→ **Consigne A**:
Reprenez le passage de l'extrait sur l'unité allemande, en commençant à « Comme les journaux » et en terminant à « croire au dehors. ». Substituez-y « gazettes » à « journaux ».
→ **Consigne B**:
Les affirmations suivantes concordent-elles avec l'extrait ? Pour chacune, répondez par oui ou par non, puis citez mot pour mot les termes de l'extrait qui tranchent.
(i) Les journaux de Vienne ont beaucoup ri de la déconfiture de l'unité allemande.
(ii) Beaucoup de gens croient encore à l'unité de l'Allemagne.
(iii) La Prusse a pleinement mérité la force d'opinion qu'elle en retirera.

→ **Extrait**:
Comme les journaux expriment toujours les situations en les exagérant, les journaux de Vienne n’ont pas manqué de rire beaucoup de cette dernière déconfiture de l’unité allemande, qui se faisait prussienne, pour être quelque chose, et qui n’a même pas pu parvenir à exister tant bien que mal sous cette forme. Y a-t-il, dit le Lloyd de Vienne, y a-t-il quelqu’un encore d’assez simple pour croire à l’unité de l’Allemagne ? — Non, personne ne peut plus y croire ; mais beaucoup la regretteront et sauront gré à la Prusse des efforts qu’elle aura semblé faire pour défendre cette unité. Ce sera pour la Prusse une force d’opinion qu’elle n’aura peut-être pas beaucoup méritée, puisqu’elle effaçait l’unité allemande sous l’hégémonie prussienne ; mais elle en profitera cependant, et elle pourra, dans le duumvirat, se dire plus allemande que sa rivale et le faire croire au dehors.

→ **Données**:
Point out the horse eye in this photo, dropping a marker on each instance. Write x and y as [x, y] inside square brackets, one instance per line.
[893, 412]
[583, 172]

→ **Réponse rédigée A**:
Comme les gazettes expriment toujours les situations en les exagérant, les gazettes de Vienne n’ont pas manqué de rire beaucoup de cette dernière déconfiture de l’unité allemande, qui se faisait prussienne, pour être quelque chose, et qui n’a même pas pu parvenir à exister tant bien que mal sous cette forme. Y a-t-il, dit le Lloyd de Vienne, y a-t-il quelqu’un encore d’assez simple pour croire à l’unité de l’Allemagne ? — Non, personne ne peut plus y croire ; mais beaucoup la regretteront et sauront gré à la Prusse des efforts qu’elle aura semblé faire pour défendre cette unité. Ce sera pour la Prusse une force d’opinion qu’elle n’aura peut-être pas beaucoup méritée, puisqu’elle effaçait l’unité allemande sous l’hégémonie prussienne ; mais elle en profitera cependant, et elle pourra, dans le duumvirat, se dire plus allemande que sa rivale et le faire croire au dehors.

→ **Réponse rédigée B**:
(i) Oui : « les journaux de Vienne n’ont pas manqué de rire beaucoup de cette dernière déconfiture de l’unité allemande ».
(ii) Non : « Non, personne ne peut plus y croire ».
(iii) Non : « une force d’opinion qu’elle n’aura peut-être pas beaucoup méritée ».